> [Task inputs]:
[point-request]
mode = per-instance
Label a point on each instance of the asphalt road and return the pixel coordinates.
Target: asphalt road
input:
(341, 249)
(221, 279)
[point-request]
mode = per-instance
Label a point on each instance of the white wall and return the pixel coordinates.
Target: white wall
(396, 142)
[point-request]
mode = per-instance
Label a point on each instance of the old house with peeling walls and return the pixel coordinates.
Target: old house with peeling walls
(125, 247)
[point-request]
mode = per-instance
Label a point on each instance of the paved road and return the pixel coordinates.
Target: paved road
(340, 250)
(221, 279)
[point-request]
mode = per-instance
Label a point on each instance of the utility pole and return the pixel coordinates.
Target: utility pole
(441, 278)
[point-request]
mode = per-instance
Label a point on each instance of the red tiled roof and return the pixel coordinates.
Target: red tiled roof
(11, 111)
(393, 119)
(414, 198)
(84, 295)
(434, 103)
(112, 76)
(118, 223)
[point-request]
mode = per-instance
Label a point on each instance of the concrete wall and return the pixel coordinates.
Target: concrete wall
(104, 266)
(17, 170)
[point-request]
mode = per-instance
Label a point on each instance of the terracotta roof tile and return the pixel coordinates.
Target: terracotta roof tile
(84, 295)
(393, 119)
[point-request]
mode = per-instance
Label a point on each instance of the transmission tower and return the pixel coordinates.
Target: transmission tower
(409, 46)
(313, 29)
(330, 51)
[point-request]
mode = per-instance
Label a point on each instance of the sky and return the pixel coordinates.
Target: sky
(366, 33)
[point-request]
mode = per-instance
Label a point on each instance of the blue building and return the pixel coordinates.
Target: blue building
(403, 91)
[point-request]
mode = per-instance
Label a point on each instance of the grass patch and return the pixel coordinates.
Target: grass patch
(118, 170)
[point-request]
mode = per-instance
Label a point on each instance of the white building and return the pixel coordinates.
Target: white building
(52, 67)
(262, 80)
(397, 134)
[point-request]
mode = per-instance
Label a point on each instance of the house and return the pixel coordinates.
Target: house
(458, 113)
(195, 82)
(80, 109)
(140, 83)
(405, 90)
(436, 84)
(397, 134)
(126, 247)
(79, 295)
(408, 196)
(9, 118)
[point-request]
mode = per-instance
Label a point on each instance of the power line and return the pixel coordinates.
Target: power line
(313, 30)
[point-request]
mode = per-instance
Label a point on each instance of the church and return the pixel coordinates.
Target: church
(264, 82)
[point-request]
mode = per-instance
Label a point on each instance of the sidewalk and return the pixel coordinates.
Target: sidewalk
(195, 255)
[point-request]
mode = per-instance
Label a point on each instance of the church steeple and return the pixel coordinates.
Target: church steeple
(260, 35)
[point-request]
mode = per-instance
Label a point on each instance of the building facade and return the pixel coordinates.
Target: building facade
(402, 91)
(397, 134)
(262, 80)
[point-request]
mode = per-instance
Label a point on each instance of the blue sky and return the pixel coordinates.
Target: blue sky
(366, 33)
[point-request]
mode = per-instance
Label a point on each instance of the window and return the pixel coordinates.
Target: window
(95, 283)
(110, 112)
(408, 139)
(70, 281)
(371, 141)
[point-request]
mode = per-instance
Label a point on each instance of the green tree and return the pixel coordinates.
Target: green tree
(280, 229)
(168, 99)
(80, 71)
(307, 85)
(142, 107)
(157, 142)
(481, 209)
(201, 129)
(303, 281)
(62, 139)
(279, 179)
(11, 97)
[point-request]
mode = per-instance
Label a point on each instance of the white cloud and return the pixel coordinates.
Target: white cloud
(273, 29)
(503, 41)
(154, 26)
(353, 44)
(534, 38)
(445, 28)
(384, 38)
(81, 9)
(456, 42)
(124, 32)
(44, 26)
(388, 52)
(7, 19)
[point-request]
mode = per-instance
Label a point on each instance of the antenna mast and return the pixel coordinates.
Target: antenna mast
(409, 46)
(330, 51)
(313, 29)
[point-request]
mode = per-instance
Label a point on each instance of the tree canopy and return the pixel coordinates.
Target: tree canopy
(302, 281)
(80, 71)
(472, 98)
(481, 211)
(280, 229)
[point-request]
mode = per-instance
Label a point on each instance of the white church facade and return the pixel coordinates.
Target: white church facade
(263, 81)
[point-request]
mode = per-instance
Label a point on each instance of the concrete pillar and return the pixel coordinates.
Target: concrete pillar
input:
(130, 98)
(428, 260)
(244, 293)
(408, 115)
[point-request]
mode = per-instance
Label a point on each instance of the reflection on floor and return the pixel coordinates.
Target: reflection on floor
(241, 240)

> [Task statement]:
Retype everything in the material above exactly.

> [Solution]:
[point-request]
mode = per-instance
Label a point on each instance of the asphalt road and return the pixel coordinates.
Target: asphalt road
input:
(341, 249)
(221, 279)
[point-request]
mode = per-instance
Label a point on each instance of the white wall and return the pixel coordinates.
Target: white wall
(396, 142)
[point-request]
mode = per-instance
Label a point on each instance of the old house with peeling walls and return the pixel coordinates.
Target: old house with peeling walls
(125, 247)
[point-request]
mode = per-instance
Label a point on each instance of the paved road and return the pixel coordinates.
Target: paved road
(340, 250)
(221, 279)
[point-request]
mode = per-instance
Label a point on each instance of the utility pole and return the pixel coordinates.
Target: utility pole
(441, 278)
[point-request]
mode = per-instance
Label a point on each instance of the red tiled roof and return the pixel coordinates.
Target: red tiled roof
(11, 111)
(393, 119)
(414, 198)
(84, 295)
(434, 103)
(112, 76)
(118, 223)
[point-request]
mode = per-instance
Label a point on each instance of the concrete wall and return the pixel coordinates.
Target: concrete wall
(104, 266)
(17, 170)
[point-request]
mode = per-instance
Label a point on each instance of the terracotta roof tile and return the pixel coordinates.
Target: terracotta roof tile
(84, 295)
(393, 119)
[point-request]
mode = per-instance
Label a point on each instance of the transmission tower and return the pixel coordinates.
Target: transmission tower
(409, 46)
(313, 29)
(330, 51)
[point-request]
mode = per-instance
Label a point on each instance of the sky and return the pixel coordinates.
Target: sky
(366, 33)
[point-request]
mode = per-instance
Label a point on each instance of the blue building and return the pixel coordinates.
Target: blue building
(403, 91)
[point-request]
mode = per-instance
Label a point on each instance of the grass patch and return the pixel coordinates.
Target: grass patch
(118, 170)
[point-request]
mode = per-instance
Label a point on each instance of the white building and return the pixel coordinates.
Target: white building
(52, 67)
(262, 80)
(397, 134)
[point-request]
mode = per-instance
Label a point on each instance of the house and return the pixel coordinates.
Target: house
(458, 113)
(195, 82)
(80, 109)
(140, 83)
(405, 90)
(436, 84)
(397, 134)
(126, 247)
(79, 295)
(408, 196)
(9, 118)
[point-request]
mode = per-instance
Label a point on each instance of the power line and return the pixel coordinates.
Target: power line
(313, 30)
[point-request]
mode = per-instance
Label a point on each instance of the church and return the pixel coordinates.
Target: church
(264, 82)
[point-request]
mode = per-instance
Label a point on each instance of the sidewalk and return the pixel coordinates.
Target: sidewalk
(195, 255)
[point-request]
mode = per-instance
Label a point on each instance of the church steeple and return the pixel coordinates.
Target: church steeple
(260, 35)
[point-request]
mode = per-instance
Label a point on each instance of the building facade and return the pixel coordinates.
Target: building facade
(402, 91)
(397, 134)
(262, 80)
[point-request]
mode = per-instance
Label a point on each instance of the blue sky and return the pixel coordinates.
Target: blue sky
(366, 33)
[point-request]
mode = per-instance
Label a point on each instance of the window and return the pixel coordinates.
Target: window
(95, 283)
(110, 112)
(408, 139)
(70, 281)
(371, 141)
[point-request]
mode = per-instance
Label a point on each instance of the green tree and return the pixel coordinates.
Target: green tree
(280, 229)
(168, 99)
(80, 71)
(307, 85)
(142, 107)
(157, 142)
(481, 209)
(201, 129)
(303, 281)
(62, 139)
(279, 179)
(11, 97)
[point-request]
mode = per-instance
Label a point on each instance of the white cloud and return the pixel coordinates.
Target: white cloud
(273, 29)
(503, 41)
(154, 26)
(353, 44)
(534, 38)
(445, 28)
(384, 38)
(81, 9)
(456, 42)
(124, 32)
(44, 26)
(388, 52)
(7, 19)
[point-request]
mode = per-instance
Label a point on each instance of the antenna mast and return the pixel coordinates.
Target: antenna mast
(409, 46)
(330, 51)
(313, 29)
[point-request]
mode = per-instance
Label a point on each instance of the tree canopy and return the pixel coordinates.
Target: tree canopy
(302, 281)
(80, 71)
(472, 98)
(481, 211)
(280, 229)
[point-request]
mode = per-instance
Label a point on each instance of the white church facade and return the pixel coordinates.
Target: white church facade
(263, 81)
[point-request]
mode = per-instance
Label a point on each instance of the concrete pillar and return the pixel coordinates.
Target: concrete pillar
input:
(130, 98)
(428, 260)
(244, 293)
(408, 115)
[point-request]
mode = per-instance
Label a point on each instance of the reflection on floor and return the pixel coordinates.
Target: reflection on floor
(241, 240)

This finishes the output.